▶ **REQUIRED ACTION**: Output the complete listing exactly, please, and keep the pictures out of it.

.....

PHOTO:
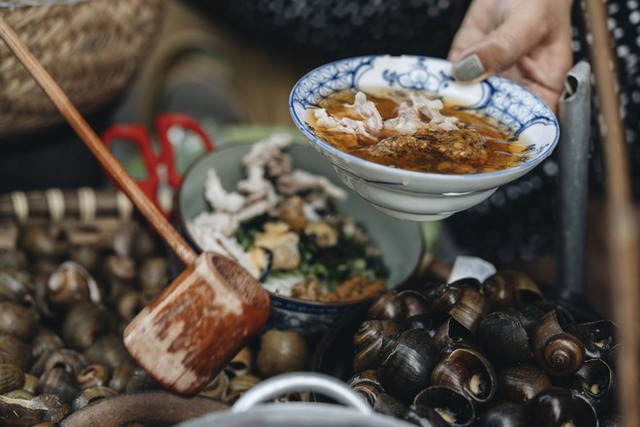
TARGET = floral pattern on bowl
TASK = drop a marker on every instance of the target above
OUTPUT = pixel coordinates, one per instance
(416, 195)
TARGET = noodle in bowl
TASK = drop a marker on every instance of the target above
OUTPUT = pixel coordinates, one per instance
(423, 196)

.....

▶ **RESULT OF THIS TASK**:
PHOTO:
TARGET = floral pattern on bowl
TASK = drop a marker on every instance of the target above
OUTPUT = pixel coordinates, one per instance
(416, 195)
TARGET = noodle in bowl
TASK = drop a marker on every instance of the target above
OUTPUT = pixel coordinates, one per instance
(423, 196)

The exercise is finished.